AIM:
Copy out the items below, swapping "even-odd" for "nonzero" everywhere it occurs. Keep everything else the same.

[Contour annotation items]
** Start **

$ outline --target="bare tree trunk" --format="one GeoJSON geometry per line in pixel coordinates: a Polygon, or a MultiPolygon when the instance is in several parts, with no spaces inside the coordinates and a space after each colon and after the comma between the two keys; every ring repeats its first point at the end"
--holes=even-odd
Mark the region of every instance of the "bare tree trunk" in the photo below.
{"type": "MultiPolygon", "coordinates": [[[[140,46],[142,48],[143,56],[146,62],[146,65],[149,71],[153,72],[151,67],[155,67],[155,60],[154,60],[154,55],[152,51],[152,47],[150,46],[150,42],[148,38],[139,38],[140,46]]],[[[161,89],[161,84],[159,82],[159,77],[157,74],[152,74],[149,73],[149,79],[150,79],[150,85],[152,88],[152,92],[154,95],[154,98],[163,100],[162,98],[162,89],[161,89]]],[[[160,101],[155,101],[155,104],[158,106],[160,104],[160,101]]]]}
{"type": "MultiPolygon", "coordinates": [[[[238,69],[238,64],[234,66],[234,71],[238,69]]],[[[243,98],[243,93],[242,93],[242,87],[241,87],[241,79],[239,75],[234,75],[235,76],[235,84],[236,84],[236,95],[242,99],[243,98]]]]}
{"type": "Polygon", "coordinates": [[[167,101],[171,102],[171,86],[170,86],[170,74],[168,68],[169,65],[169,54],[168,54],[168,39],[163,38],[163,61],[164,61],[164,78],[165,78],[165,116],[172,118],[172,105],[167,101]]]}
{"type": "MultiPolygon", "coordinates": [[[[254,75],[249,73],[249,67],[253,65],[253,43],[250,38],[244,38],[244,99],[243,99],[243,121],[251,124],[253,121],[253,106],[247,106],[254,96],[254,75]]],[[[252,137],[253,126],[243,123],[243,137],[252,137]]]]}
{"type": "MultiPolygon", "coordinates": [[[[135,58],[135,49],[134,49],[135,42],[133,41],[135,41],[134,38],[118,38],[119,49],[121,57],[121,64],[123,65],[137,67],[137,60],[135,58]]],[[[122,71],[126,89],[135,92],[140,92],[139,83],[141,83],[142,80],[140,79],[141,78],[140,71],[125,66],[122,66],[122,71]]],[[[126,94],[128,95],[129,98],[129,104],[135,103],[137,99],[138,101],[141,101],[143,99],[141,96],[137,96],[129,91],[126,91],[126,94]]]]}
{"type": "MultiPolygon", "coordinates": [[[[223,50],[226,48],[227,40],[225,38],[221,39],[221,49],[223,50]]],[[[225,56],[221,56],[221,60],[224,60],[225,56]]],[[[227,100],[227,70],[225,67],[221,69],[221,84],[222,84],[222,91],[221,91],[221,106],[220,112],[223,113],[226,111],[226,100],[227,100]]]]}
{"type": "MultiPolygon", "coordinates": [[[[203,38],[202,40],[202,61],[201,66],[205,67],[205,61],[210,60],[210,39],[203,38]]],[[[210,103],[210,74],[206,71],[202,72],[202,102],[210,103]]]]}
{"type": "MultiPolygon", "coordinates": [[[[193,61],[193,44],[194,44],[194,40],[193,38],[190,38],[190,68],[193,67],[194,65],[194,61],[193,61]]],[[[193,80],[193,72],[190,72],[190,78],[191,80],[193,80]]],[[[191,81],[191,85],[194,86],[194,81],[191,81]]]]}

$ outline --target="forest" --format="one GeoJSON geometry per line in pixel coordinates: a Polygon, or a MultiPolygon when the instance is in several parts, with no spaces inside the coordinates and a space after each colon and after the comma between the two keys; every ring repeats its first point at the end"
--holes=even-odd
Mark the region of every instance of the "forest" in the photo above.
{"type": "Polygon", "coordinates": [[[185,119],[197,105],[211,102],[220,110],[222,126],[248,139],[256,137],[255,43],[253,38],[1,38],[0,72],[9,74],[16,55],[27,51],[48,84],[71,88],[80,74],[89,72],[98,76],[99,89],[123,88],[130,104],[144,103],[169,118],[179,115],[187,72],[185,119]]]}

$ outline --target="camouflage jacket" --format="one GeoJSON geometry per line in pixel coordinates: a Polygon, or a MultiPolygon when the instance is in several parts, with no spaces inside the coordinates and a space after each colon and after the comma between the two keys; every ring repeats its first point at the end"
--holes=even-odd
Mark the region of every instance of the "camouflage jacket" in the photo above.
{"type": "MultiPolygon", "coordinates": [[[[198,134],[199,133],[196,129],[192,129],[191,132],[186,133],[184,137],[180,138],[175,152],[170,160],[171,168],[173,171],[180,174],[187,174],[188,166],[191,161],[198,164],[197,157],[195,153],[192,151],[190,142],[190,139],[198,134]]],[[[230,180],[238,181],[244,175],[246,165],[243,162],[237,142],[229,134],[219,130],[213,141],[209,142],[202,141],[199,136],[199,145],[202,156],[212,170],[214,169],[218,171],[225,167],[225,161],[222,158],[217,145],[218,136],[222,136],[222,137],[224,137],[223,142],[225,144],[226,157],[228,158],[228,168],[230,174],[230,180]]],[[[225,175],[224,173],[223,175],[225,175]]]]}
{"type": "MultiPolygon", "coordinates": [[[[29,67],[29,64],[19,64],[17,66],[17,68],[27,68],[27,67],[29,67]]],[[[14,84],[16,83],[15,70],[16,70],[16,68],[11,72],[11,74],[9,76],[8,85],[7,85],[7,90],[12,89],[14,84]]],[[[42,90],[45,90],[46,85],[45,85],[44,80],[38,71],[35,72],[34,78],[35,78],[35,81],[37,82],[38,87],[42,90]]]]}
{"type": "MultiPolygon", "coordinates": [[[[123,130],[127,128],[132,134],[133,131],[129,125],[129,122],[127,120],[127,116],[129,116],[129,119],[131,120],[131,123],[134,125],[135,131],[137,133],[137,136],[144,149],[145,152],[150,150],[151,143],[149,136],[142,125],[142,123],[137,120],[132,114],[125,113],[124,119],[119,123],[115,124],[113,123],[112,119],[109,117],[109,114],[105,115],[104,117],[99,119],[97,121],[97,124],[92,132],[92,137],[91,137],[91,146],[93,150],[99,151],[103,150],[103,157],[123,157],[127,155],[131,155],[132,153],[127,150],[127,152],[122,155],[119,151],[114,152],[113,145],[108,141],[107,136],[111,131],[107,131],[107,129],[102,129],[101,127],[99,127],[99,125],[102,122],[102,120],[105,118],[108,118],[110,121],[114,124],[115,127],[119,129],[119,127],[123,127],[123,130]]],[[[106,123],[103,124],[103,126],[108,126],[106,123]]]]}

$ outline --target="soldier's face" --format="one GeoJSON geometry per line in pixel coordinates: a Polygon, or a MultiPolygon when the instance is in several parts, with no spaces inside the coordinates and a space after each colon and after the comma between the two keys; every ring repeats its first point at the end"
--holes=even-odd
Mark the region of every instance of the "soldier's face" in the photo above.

** End **

RESPONSE BELOW:
$ outline --target="bare tree trunk" --format="one GeoJSON geometry per line in pixel coordinates: a Polygon, or a MultiPolygon when the instance is in several parts, with no spaces inside the coordinates and a space after each colon and after the comma between the two keys; every ring repeats its first point at the end"
--holes=nonzero
Mark the region of every instance of the "bare tree trunk" in the photo below.
{"type": "MultiPolygon", "coordinates": [[[[140,46],[142,48],[143,56],[146,62],[146,65],[149,71],[153,72],[151,67],[155,67],[155,60],[154,60],[154,55],[152,51],[152,47],[150,46],[150,42],[148,38],[139,38],[140,46]]],[[[161,89],[161,84],[159,82],[159,77],[157,74],[152,74],[149,73],[149,79],[150,79],[150,85],[152,88],[152,92],[154,95],[154,98],[163,100],[162,98],[162,89],[161,89]]],[[[160,101],[155,101],[155,104],[158,106],[160,104],[160,101]]]]}
{"type": "MultiPolygon", "coordinates": [[[[238,69],[238,64],[234,66],[234,71],[238,69]]],[[[243,98],[243,93],[242,93],[242,87],[241,87],[241,79],[239,75],[234,75],[235,76],[235,84],[236,84],[236,95],[242,99],[243,98]]]]}
{"type": "Polygon", "coordinates": [[[167,101],[171,102],[171,86],[170,86],[170,74],[168,68],[169,65],[169,54],[168,54],[168,39],[163,38],[163,61],[164,61],[164,78],[165,78],[165,116],[172,118],[172,105],[167,101]]]}
{"type": "MultiPolygon", "coordinates": [[[[254,75],[249,73],[249,67],[253,65],[253,43],[250,38],[244,38],[244,99],[243,99],[243,121],[251,124],[253,121],[253,106],[247,106],[254,96],[254,75]]],[[[252,137],[253,126],[243,123],[243,137],[252,137]]]]}
{"type": "MultiPolygon", "coordinates": [[[[135,58],[135,49],[134,49],[135,42],[133,41],[135,41],[134,38],[118,38],[119,49],[121,57],[121,64],[123,65],[137,67],[137,60],[135,58]]],[[[122,71],[126,89],[135,92],[140,92],[139,83],[141,83],[142,80],[140,79],[141,78],[140,71],[125,66],[122,66],[122,71]]],[[[126,94],[128,95],[129,98],[129,104],[135,103],[137,99],[138,101],[141,101],[143,99],[141,96],[137,96],[129,91],[126,91],[126,94]]]]}
{"type": "MultiPolygon", "coordinates": [[[[223,50],[226,48],[227,40],[225,38],[221,39],[221,49],[223,50]]],[[[225,56],[221,56],[221,60],[224,60],[225,56]]],[[[227,100],[227,70],[225,67],[221,69],[221,84],[222,84],[222,91],[221,91],[221,106],[220,112],[223,113],[226,111],[226,100],[227,100]]]]}
{"type": "MultiPolygon", "coordinates": [[[[203,38],[202,40],[202,61],[201,66],[205,67],[205,61],[210,60],[210,39],[203,38]]],[[[210,103],[210,74],[206,71],[202,72],[202,102],[210,103]]]]}
{"type": "MultiPolygon", "coordinates": [[[[193,61],[193,44],[194,44],[194,40],[193,38],[190,38],[190,68],[193,67],[194,65],[194,61],[193,61]]],[[[193,80],[193,72],[190,72],[190,78],[191,80],[193,80]]],[[[191,81],[191,85],[194,86],[194,81],[191,81]]]]}

$ outline --target="forest" --format="one GeoJSON geometry per line in pixel coordinates: a Polygon, or a MultiPolygon when the instance is in several parts, with no spaces inside the coordinates and a space after each colon and after the comma between the two keys; every ring repeats its first point at the end"
--holes=nonzero
Mark the region of every instance of the "forest" in the photo above.
{"type": "Polygon", "coordinates": [[[185,119],[197,105],[211,102],[220,110],[222,126],[248,139],[256,137],[255,43],[253,38],[1,38],[0,72],[9,74],[16,55],[27,51],[48,84],[71,88],[80,74],[89,72],[98,76],[99,89],[123,88],[130,104],[144,103],[169,118],[179,115],[187,72],[185,119]]]}

$ outline --target="camouflage jacket" --format="one GeoJSON geometry per line in pixel coordinates: a Polygon, or a MultiPolygon when the instance is in several parts, with no spaces inside the coordinates and a space after each colon and after the comma between the two keys; every ring repeats its first point at the end"
--holes=nonzero
Mark the region of every instance of the "camouflage jacket" in the photo above.
{"type": "MultiPolygon", "coordinates": [[[[198,134],[199,133],[196,129],[192,129],[191,132],[186,133],[184,137],[180,138],[175,152],[170,160],[171,168],[173,171],[180,174],[187,174],[188,166],[191,161],[198,164],[197,157],[195,153],[192,151],[190,142],[190,139],[198,134]]],[[[230,180],[238,181],[244,175],[246,165],[243,162],[237,142],[229,134],[219,130],[213,141],[209,142],[202,141],[199,136],[199,145],[202,156],[212,170],[214,169],[218,171],[225,167],[225,161],[222,158],[217,145],[218,136],[222,136],[222,137],[224,137],[223,142],[225,144],[226,157],[228,158],[228,168],[230,174],[230,180]]],[[[225,175],[224,173],[223,175],[225,175]]]]}
{"type": "MultiPolygon", "coordinates": [[[[29,67],[29,64],[19,64],[17,66],[17,68],[27,68],[27,67],[29,67]]],[[[14,84],[16,83],[15,70],[16,70],[16,68],[11,72],[11,74],[9,76],[8,85],[7,85],[7,90],[12,89],[14,84]]],[[[42,90],[45,90],[46,85],[45,85],[44,80],[38,71],[35,72],[34,78],[35,78],[35,81],[37,82],[38,87],[42,90]]]]}
{"type": "MultiPolygon", "coordinates": [[[[123,130],[127,128],[132,134],[133,131],[129,125],[129,122],[127,120],[127,116],[129,116],[129,119],[131,120],[131,123],[134,125],[135,131],[137,133],[137,136],[144,149],[145,152],[150,150],[151,143],[149,136],[142,125],[142,123],[137,120],[132,114],[125,113],[124,119],[119,123],[115,124],[113,123],[112,119],[109,117],[109,114],[105,115],[104,117],[99,119],[97,121],[97,124],[92,132],[92,137],[91,137],[91,146],[93,150],[99,151],[103,150],[103,157],[123,157],[127,155],[131,155],[132,153],[127,150],[127,152],[122,155],[119,151],[114,152],[113,145],[108,141],[107,136],[111,131],[107,131],[107,129],[102,129],[101,127],[99,127],[99,125],[102,122],[102,120],[105,118],[108,118],[110,121],[114,124],[115,127],[119,129],[119,127],[123,127],[123,130]]],[[[106,123],[103,124],[103,126],[108,126],[106,123]]]]}

$ outline --target="soldier's face" --format="one GeoJSON geometry per line in pixel coordinates: a Polygon, or a MultiPolygon when the instance is in several parts, with no spaces inside the coordinates and a space after each colon and after the comma between the two keys; every ring repeats its first point at the end"
--holes=nonzero
Mark the region of every instance of the "soldier's face" in the photo above.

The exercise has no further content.